== INFORMATION SUPPLIED ==
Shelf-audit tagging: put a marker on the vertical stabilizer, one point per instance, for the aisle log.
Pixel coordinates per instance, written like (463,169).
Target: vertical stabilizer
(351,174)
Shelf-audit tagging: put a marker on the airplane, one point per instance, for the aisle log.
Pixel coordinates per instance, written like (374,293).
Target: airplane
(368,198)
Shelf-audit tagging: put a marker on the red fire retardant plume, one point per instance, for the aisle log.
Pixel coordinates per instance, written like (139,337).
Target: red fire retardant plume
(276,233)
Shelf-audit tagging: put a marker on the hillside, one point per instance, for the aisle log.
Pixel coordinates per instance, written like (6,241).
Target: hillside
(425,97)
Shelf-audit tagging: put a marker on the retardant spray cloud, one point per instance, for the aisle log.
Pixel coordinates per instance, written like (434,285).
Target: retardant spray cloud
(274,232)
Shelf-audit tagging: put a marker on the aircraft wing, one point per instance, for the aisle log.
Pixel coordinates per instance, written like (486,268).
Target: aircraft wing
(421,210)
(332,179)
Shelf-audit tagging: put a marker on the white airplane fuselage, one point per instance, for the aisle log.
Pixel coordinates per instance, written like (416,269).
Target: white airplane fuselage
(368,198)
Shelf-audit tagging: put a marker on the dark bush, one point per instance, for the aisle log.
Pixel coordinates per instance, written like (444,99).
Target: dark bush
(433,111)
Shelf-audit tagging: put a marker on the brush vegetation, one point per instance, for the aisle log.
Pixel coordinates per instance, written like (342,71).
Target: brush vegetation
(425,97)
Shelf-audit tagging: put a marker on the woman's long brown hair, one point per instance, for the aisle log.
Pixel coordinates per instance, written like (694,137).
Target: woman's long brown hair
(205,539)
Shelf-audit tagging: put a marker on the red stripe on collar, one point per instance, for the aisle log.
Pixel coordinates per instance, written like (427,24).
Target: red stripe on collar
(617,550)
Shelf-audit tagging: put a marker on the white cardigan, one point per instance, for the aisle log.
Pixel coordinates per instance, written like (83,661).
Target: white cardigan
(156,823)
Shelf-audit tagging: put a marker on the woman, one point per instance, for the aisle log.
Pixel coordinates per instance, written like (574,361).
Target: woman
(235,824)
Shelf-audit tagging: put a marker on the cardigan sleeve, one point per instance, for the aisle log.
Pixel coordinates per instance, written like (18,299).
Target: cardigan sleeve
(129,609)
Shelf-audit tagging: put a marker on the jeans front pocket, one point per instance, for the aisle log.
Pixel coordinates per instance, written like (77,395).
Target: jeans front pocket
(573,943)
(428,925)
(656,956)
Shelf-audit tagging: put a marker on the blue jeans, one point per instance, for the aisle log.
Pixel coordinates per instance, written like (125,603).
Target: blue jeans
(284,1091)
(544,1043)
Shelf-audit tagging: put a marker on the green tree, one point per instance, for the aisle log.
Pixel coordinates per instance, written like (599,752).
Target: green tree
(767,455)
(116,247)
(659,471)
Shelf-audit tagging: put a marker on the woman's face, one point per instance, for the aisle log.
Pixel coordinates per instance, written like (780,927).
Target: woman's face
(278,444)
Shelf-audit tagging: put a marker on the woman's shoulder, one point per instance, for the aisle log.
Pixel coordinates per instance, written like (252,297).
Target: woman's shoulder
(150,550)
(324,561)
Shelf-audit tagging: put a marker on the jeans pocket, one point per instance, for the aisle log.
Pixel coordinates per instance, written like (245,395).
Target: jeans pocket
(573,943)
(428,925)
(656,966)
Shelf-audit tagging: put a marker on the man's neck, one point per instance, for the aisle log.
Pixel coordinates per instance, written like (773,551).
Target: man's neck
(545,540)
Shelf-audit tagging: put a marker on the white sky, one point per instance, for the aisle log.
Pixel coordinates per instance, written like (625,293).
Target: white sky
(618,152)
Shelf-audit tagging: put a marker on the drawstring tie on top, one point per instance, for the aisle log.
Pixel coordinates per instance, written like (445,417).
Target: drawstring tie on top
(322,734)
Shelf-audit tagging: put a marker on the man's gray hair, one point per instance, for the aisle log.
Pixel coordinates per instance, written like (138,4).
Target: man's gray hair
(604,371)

== WHAT TO WORK ON ==
Every record above should be copied exactly.

== WRITTEN REPLY ==
Shelf-audit tagging: put a marker on the vertical stabilizer, one point per instance, for the aisle log.
Pixel coordinates per instance, written like (463,169).
Target: vertical stabilizer
(351,174)
Shelf-audit tagging: put a marker on the airplane, one point per instance, for the aisle log.
Pixel coordinates per instance, written like (374,293).
Target: airplane
(368,198)
Shelf-audit tagging: put a marker on the red fire retardant plume, one point per instance, for the aisle log.
Pixel coordinates per instance, written like (139,337).
Target: red fire retardant plume
(276,233)
Shelf-audit tagging: put a marker on the hillside, one point per instance, for the aisle log.
Pixel coordinates per instance, written like (6,241).
Target: hillside
(425,97)
Shelf-audit tagging: put a marker on the retardant spray cloud, one point per instance, for the aisle log.
Pixel coordinates per instance, written like (434,285).
Target: retardant spray cloud
(274,232)
Shelf-audit tagging: put a marker on the aircraft wing, one point per instance, for the aisle log.
Pixel coordinates per instance, written like (486,268).
Target: aircraft wing
(421,210)
(332,179)
Shelf-audit tagging: put a marker on the white airplane fuselage, one point per instance, for the aisle log.
Pixel coordinates per instance, written like (416,269).
Target: white airplane fuselage
(368,198)
Shelf-audit tagging: put a marker on the dark bush, one point per instance, for the aisle log.
Pixel coordinates per instance, written like (444,99).
Target: dark bush
(433,111)
Shelf-audit tagging: put a marker on the brush vegetation, one point per instance, for the aisle log.
Pixel coordinates per instance, written like (342,71).
Target: brush vegetation
(425,97)
Shelf-audit tagging: put a marker on the woman's long brown hair, one point per instance, for the aisle log.
Pixel coordinates per instance, written like (694,137).
Target: woman's long brown hair
(205,539)
Shelf-audit tagging: put a marker on the red stripe on collar, one point per instance, for the aisle log.
Pixel coordinates per instance, written like (427,24).
Target: red stripe on collar
(617,550)
Shelf-audit tagging: put a marker on the white cardigan, one point per instance, for the aisle log.
Pixel coordinates per instance, written like (83,661).
Target: white cardigan
(156,823)
Shelf-audit tagging: put a marker on the woman, one point per instance, for the aisle log.
Pixel coordinates per instance, written like (574,361).
Target: woman
(235,824)
Shelf-audit tagging: put a marker on the cardigan sleeve, one point per instance, for the aisle log.
Pixel coordinates per instance, written like (18,299).
Target: cardigan sleeve
(129,609)
Shelf-audit tagging: put a marker on the jeans front pocket, one point per instance, for the aisle log.
Pixel coordinates per instance, written like (77,395).
Target: jeans front pocket
(573,943)
(428,925)
(656,956)
Shelf-audit tagging: put a marker on the blue jeans, one point per instance, for the aisle log.
Pixel coordinates per instance, written like (125,603).
Target: blue jeans
(284,1091)
(544,1043)
Shelf-audit tagging: put a marker on the green tree, one point per instance, for the aisle log.
Pixel coordinates per instance, written like (599,752).
Target: green tree
(767,455)
(116,247)
(659,471)
Shelf-audit tagging: put a marker on the woman's face, one point per instance, for the aisle log.
Pixel coordinates per instance, written like (780,927).
Target: woman's face
(278,444)
Shelf-audit tagging: put a marker on the woman's shoulder, one point per instance, for the aisle log.
Pixel coordinates per instance, written like (252,297).
Target: woman's shoulder
(150,550)
(324,561)
Shelf-audit tagging: put a marker on the jeans pocket, one point per instance, for the aisle log.
Pixel coordinates per instance, written like (245,395).
Target: jeans pocket
(573,943)
(428,925)
(656,966)
Shelf-audit tagging: put a marker on the man's neck, one point per instance, for the aisle log.
Pixel coordinates per instance, written like (773,551).
Target: man's neck
(545,540)
Shelf-audit tagging: put a marker on the white sky, one point per instance, for the aisle log.
Pixel coordinates per instance, written like (625,293).
Target: white sky
(618,152)
Shelf-audit tagging: put a marker on the drawstring tie on top, one point per instance, for the aisle log.
Pixel coordinates per instance, written like (445,417).
Target: drawstring tie on top
(322,734)
Shelf-audit tagging: put a marker on the man's gray hair, one point per instance, for the aisle log.
Pixel coordinates per instance, written like (138,4).
Target: man's gray hair
(604,371)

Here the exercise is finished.